• Objective
Rewrite in full every line from the beginning through the line holding "[108, 192, 161, 230]", inclusive. Offset each bounding-box coordinate in the answers by adding 127.

• Extracted entries
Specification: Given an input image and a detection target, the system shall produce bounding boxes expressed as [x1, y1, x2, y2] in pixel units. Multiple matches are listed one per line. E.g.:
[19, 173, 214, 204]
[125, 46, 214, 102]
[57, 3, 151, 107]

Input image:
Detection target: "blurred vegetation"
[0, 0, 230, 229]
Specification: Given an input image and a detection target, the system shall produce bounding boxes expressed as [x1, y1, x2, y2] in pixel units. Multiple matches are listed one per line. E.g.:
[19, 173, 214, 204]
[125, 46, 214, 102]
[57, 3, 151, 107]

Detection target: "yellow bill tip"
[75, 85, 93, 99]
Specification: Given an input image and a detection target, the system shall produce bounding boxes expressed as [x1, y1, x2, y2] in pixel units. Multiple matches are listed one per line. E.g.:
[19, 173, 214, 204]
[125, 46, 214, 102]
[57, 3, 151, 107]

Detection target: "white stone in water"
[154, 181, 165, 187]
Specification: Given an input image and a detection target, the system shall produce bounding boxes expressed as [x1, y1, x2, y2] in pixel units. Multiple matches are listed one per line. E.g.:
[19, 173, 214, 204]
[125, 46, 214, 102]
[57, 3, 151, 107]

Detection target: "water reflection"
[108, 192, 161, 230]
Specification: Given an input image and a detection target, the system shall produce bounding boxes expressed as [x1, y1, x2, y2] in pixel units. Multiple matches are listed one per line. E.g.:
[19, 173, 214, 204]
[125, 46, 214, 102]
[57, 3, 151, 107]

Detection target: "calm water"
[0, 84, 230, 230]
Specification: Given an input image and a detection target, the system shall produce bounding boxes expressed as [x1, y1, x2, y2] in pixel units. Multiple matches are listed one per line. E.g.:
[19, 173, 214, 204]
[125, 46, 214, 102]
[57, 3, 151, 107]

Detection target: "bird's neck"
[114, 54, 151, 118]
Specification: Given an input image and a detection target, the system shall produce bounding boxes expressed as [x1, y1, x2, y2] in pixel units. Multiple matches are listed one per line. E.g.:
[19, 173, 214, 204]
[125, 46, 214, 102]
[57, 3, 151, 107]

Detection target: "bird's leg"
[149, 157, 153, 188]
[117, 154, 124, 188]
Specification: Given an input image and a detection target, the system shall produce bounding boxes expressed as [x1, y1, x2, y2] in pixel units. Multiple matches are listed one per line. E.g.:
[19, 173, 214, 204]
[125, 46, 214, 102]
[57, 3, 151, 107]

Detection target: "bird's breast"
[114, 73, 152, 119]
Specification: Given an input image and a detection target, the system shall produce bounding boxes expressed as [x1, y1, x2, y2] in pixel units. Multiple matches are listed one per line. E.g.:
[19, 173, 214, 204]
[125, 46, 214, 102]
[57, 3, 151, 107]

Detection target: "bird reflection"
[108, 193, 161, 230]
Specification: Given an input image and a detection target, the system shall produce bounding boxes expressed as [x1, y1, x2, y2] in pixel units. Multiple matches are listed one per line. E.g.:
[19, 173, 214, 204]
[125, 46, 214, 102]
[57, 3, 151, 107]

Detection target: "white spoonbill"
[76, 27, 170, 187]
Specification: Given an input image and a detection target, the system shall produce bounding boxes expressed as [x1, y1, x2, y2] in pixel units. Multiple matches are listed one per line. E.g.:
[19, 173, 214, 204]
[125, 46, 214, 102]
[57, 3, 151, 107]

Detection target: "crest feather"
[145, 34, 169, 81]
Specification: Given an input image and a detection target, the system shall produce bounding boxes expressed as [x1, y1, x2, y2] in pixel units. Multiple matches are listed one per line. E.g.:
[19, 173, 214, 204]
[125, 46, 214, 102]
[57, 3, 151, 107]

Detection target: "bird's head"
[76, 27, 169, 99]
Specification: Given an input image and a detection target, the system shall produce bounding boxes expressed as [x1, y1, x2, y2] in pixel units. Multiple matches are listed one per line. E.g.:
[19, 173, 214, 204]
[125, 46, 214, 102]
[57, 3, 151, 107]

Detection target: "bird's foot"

• Result of this task
Specification: Given an input image and a detection target, the system shall produce bounding boxes expressed as [x1, y1, x2, y2] in pixel units. Multiple matches are listed one per line. E.g.:
[19, 173, 214, 204]
[125, 46, 214, 102]
[57, 3, 151, 107]

Input image:
Detection target: "blurred vegetation"
[127, 127, 357, 356]
Specification: Given an input image and a detection target, the system shall produce bounding boxes expressed as [x1, y1, x2, y2] in pixel units. Multiple matches are listed one per line. E.g.:
[19, 173, 214, 204]
[125, 46, 214, 102]
[57, 3, 151, 107]

Detection target: "yellow bill tip"
[202, 212, 220, 226]
Specification: Given an input image and a detection target, the system shall produce bounding boxes expressed as [x1, y1, x2, y2] in pixel units. Multiple matches are listed one per line. E.g.:
[19, 173, 214, 204]
[125, 46, 214, 102]
[57, 3, 151, 107]

Detection target: "white stone in water"
[281, 308, 292, 314]
Specification: Given an input image and a detection target, the system shall produce bounding boxes expressed as [x1, y1, x2, y2] in pixel units. Multiple matches are listed one per line. E.g.:
[19, 173, 214, 204]
[125, 46, 214, 102]
[57, 3, 151, 107]

Detection target: "water reflection"
[235, 319, 288, 357]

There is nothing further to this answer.